--- ACTION ITEM ---
From the first record below to the last, retype each one exactly.

==*==

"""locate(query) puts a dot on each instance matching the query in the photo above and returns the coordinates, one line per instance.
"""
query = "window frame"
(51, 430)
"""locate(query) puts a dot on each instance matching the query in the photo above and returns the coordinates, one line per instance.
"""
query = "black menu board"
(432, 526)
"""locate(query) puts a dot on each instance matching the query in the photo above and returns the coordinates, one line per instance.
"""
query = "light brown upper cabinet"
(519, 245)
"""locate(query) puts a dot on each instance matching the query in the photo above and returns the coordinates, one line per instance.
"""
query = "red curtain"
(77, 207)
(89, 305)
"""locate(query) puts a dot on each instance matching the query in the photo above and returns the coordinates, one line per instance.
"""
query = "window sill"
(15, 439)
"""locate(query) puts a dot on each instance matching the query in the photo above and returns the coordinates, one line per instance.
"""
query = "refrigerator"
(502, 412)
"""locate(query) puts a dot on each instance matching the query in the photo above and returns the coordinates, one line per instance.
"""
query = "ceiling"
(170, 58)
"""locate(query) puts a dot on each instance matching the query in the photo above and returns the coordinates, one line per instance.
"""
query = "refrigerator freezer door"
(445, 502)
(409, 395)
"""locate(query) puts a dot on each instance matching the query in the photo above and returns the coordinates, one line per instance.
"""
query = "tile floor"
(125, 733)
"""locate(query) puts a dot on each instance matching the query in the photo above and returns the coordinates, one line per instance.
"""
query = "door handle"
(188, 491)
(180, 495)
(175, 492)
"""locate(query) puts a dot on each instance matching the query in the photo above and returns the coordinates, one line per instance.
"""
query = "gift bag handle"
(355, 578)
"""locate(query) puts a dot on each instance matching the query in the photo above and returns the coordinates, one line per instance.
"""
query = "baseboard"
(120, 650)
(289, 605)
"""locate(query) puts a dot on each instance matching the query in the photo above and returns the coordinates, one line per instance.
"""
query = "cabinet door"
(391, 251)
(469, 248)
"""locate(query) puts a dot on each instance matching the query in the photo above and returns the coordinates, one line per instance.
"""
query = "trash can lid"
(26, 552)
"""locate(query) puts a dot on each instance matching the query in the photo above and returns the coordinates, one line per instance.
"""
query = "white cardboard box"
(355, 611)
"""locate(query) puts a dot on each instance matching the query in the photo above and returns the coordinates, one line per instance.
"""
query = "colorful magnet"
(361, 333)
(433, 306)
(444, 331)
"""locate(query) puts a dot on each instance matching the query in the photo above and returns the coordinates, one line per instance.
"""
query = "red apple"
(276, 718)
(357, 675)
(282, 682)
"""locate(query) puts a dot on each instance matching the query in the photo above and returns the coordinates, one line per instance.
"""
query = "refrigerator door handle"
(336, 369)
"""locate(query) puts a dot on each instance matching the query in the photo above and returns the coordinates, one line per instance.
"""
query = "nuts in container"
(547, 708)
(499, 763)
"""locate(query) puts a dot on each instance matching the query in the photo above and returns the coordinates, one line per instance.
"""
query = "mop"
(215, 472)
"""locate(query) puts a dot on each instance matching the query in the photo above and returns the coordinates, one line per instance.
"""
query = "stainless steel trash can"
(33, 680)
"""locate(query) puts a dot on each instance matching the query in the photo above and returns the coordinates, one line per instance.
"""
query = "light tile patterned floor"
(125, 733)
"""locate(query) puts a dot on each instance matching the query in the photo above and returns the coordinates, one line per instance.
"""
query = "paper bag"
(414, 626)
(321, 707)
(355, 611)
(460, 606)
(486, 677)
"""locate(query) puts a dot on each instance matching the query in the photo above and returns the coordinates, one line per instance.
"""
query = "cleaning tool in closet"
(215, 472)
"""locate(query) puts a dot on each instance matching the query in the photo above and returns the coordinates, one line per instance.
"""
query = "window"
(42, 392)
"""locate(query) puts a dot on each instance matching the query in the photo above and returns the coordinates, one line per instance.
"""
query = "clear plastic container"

==*==

--- TASK ANSWER ---
"""locate(query) puts a dot on each instance matching the query in the photo above and returns the coordinates, one line per instance.
"""
query = "window frame"
(51, 430)
"""locate(query) puts a dot on each instance matching the query in the photo above and returns the coordinates, one line per instance.
"""
query = "black menu board"
(432, 526)
"""locate(query) puts a dot on each instance matching the query in the photo above and returns the coordinates, one line per instance.
"""
query = "light brown upper cabinet"
(519, 245)
"""locate(query) puts a dot on each instance matching the query in the photo above and returns the coordinates, one line per instance.
"""
query = "red curtain"
(77, 207)
(89, 305)
"""locate(query) puts a dot on each instance matching the query in the photo above and returns the coordinates, one line per instance.
"""
query = "window sill"
(15, 439)
"""locate(query) puts a dot on each instance matching the query in the photo above and returns the coordinates, one line per instance.
"""
query = "refrigerator"
(502, 412)
"""locate(query) puts a dot on each instance matching the query in the photo above and returns the coordinates, one line per instance.
"""
query = "ceiling"
(170, 58)
"""locate(query) puts a dot on each instance matching the query in the photo above and returns the coordinates, one line per instance.
"""
query = "refrigerator freezer door"
(445, 502)
(409, 395)
"""locate(query) puts a dot on each instance matching the query in the photo above and returns the coordinates, one line per instance.
"""
query = "tile floor"
(125, 733)
"""locate(query) puts a dot on each instance matching the query in the photo above and returns the coordinates, one line per instance.
"""
query = "door handle"
(188, 491)
(180, 495)
(175, 492)
"""locate(query) puts a dot on each instance matching the query in the photo above and returns the coordinates, one line per instance.
"""
query = "gift bag handle"
(355, 578)
"""locate(query) puts a dot on each instance matching the query in the photo above and returns the coordinates, one line per instance.
"""
query = "baseboard"
(120, 650)
(289, 605)
"""locate(query) puts a dot on each instance matching the query in the photo above and returns the coordinates, one line per instance.
"""
query = "cabinet door"
(391, 251)
(469, 248)
"""locate(query) puts a dot on each instance matching the query in the photo above and returns the coordinates, one line per instance.
"""
query = "trash can lid"
(26, 552)
"""locate(query) puts a dot on each instance matching the query in the photo above and returns the coordinates, one line per instance.
"""
query = "white cardboard box"
(355, 611)
"""locate(query) puts a dot on each instance matching the query in the photo above and returns the coordinates, one line per instance.
"""
query = "colorful magnet"
(361, 333)
(433, 306)
(444, 331)
"""locate(query) puts a dot on each instance matching the query in the photo above and returns the coordinates, one line per instance.
"""
query = "red apple"
(276, 718)
(357, 675)
(282, 682)
"""locate(query) puts a dot on each instance matching the query in the photo above and returns the coordinates, one line per instance.
"""
query = "refrigerator door handle"
(336, 369)
"""locate(query) puts a dot on each instance matching the query in the photo above and returns the coordinates, one line per instance.
"""
query = "nuts in container"
(547, 708)
(499, 763)
"""locate(query) puts a dot on each instance matching the query in the photo above and returns the coordinates, one line per instance.
"""
query = "mop"
(215, 472)
"""locate(query) puts a dot on each instance matching the query in the photo above and returns the coordinates, one line per instance.
"""
query = "stainless steel trash can"
(33, 680)
"""locate(query) puts a dot on each instance matching the query in the photo above and returns the coordinates, one line per instance.
"""
query = "light tile patterned floor"
(125, 733)
"""locate(query) puts a dot on each instance matching the query in the photo above and returns the coordinates, one line per instance.
"""
query = "paper bag"
(414, 626)
(321, 707)
(355, 611)
(460, 606)
(486, 677)
"""locate(query) puts a dot on each instance matching the query in the photo above and returns the coordinates, one line per instance.
"""
query = "cleaning tool in closet"
(215, 472)
"""locate(query) puts a dot on each instance matching the query in the photo above and returns the coordinates, one line per instance.
"""
query = "window"
(42, 392)
"""locate(query) puts a dot on each instance matching the query in the photo above and returns the coordinates, one line per instance.
"""
query = "clear plastic container"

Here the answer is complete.